__TASK TO CARRY OUT__
Show every line in the rows below that contains the word "ground".

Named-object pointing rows
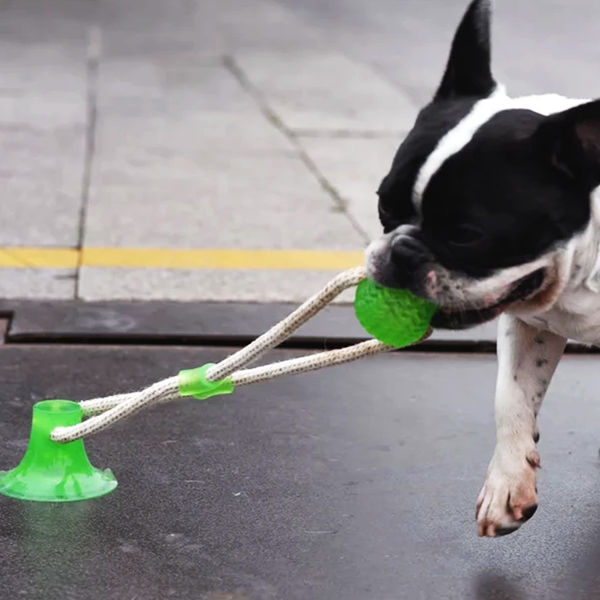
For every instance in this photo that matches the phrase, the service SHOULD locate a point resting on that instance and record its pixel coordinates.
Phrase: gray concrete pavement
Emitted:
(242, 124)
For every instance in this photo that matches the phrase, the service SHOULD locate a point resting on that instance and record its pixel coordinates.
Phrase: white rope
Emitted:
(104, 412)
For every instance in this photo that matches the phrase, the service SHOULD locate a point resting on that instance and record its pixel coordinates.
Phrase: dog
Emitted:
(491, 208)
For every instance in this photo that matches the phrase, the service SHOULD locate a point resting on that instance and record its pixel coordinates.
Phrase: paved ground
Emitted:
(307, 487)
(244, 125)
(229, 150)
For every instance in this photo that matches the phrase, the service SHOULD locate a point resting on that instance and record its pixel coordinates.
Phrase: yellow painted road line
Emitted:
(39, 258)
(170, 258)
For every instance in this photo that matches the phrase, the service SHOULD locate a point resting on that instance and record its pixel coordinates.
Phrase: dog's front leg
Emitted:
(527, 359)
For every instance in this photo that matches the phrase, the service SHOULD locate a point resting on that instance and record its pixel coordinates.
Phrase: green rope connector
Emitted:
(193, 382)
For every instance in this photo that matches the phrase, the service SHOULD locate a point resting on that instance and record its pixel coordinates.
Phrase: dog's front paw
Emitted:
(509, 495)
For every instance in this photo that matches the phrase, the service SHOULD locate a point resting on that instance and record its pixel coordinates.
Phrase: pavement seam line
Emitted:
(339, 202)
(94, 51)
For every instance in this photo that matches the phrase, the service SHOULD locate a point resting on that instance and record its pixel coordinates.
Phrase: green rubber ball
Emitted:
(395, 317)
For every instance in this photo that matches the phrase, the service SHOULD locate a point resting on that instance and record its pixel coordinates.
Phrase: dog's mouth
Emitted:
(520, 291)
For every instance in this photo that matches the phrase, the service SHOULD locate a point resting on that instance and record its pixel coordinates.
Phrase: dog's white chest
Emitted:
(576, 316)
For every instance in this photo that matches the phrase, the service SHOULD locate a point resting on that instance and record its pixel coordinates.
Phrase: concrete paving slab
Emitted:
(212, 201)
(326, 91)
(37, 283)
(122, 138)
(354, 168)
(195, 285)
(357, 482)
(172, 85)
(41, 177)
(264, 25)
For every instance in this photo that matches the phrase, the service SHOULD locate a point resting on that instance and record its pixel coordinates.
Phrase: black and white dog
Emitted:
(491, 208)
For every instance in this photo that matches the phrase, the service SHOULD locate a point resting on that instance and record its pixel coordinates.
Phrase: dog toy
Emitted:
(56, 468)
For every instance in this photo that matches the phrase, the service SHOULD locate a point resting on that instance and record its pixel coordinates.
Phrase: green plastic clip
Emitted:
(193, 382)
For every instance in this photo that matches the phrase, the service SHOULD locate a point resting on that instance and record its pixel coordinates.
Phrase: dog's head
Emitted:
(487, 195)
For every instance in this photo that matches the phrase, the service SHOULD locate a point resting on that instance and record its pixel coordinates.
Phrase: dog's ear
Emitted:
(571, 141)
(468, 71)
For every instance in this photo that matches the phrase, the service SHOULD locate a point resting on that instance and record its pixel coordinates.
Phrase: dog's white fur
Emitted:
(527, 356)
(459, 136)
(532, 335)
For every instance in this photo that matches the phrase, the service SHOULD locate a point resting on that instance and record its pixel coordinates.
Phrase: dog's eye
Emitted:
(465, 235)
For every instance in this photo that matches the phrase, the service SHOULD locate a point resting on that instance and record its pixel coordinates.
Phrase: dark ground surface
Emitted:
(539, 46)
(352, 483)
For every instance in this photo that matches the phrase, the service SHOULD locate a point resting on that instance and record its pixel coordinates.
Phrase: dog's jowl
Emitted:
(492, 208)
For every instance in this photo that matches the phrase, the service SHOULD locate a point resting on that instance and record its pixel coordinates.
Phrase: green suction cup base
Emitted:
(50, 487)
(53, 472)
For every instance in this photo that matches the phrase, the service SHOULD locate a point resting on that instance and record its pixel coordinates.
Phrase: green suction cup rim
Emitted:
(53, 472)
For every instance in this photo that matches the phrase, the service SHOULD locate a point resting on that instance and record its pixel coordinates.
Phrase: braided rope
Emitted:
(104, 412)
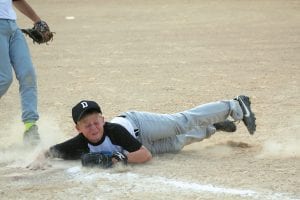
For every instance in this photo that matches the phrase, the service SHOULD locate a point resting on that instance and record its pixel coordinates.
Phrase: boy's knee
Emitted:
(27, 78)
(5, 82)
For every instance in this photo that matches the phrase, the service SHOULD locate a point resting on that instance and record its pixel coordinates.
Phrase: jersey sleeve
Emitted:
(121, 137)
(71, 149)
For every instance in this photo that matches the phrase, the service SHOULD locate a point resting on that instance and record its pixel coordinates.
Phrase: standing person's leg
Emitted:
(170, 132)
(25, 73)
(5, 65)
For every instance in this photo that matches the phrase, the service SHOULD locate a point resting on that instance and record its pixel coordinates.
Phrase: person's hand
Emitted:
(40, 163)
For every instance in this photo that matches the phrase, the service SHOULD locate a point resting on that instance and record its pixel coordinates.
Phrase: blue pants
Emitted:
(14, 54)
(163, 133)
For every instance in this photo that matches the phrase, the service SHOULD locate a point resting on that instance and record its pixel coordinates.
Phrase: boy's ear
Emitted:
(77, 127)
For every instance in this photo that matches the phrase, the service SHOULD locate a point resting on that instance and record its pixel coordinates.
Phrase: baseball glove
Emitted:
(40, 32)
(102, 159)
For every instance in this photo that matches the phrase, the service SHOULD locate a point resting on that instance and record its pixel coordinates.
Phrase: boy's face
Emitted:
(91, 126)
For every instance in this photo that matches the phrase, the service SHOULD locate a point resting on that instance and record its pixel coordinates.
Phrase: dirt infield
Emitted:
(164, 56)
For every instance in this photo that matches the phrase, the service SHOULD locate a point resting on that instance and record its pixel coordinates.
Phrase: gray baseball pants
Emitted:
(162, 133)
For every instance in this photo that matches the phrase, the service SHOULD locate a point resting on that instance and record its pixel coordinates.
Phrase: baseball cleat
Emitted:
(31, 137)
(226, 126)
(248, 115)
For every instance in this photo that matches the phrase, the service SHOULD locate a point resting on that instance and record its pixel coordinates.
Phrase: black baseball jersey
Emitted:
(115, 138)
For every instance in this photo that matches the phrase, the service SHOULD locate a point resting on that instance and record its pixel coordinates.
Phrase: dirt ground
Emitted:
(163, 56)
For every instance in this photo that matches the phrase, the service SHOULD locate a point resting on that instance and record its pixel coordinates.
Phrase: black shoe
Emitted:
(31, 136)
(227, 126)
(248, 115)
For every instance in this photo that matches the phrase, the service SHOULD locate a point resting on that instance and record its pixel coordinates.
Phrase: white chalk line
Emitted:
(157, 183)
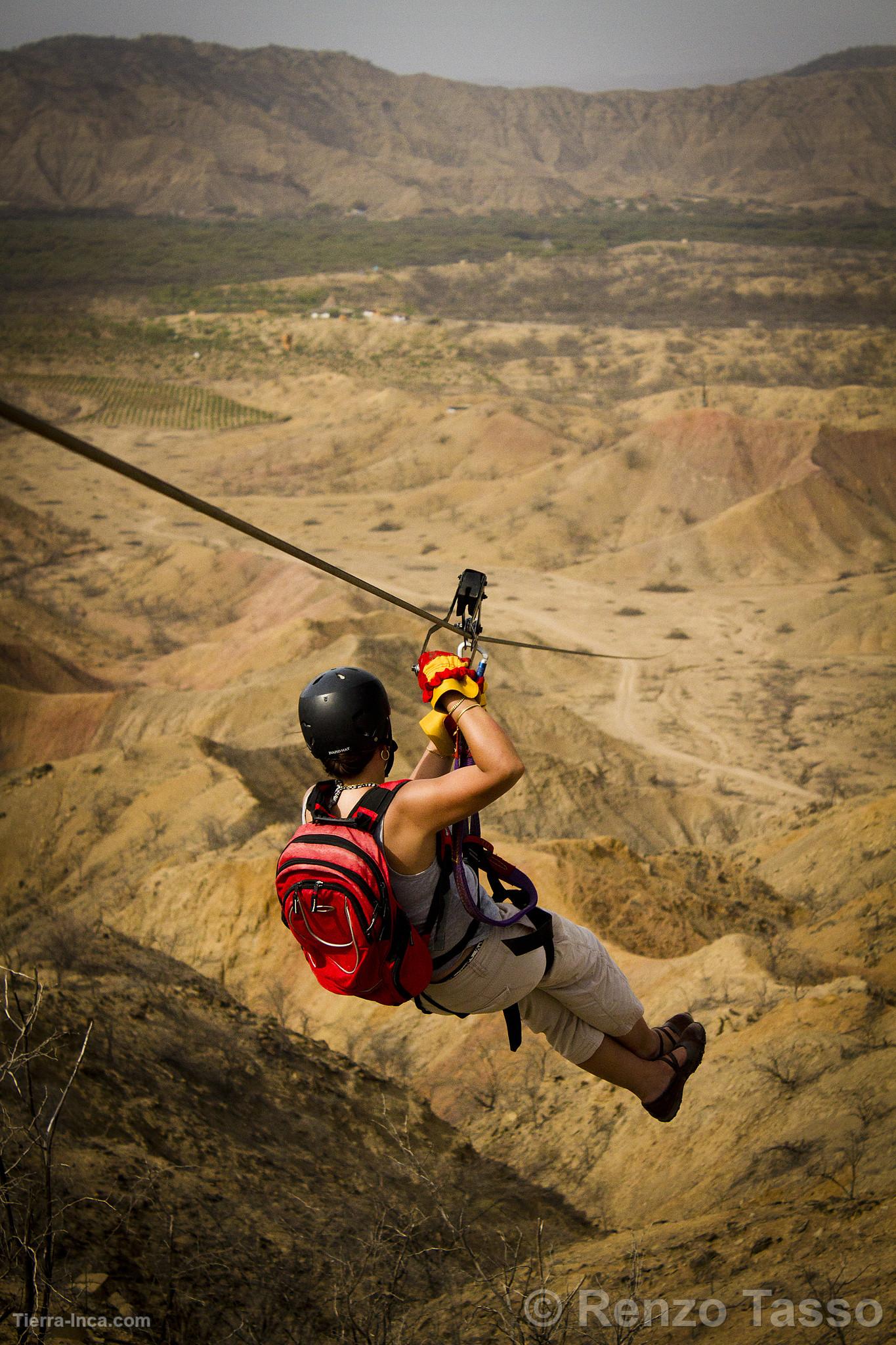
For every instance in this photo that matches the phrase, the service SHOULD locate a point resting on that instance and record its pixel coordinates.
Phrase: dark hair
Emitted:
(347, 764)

__TASK RESULT__
Phrase: paved ground
Phrase: dark ground surface
Phrase: dirt ground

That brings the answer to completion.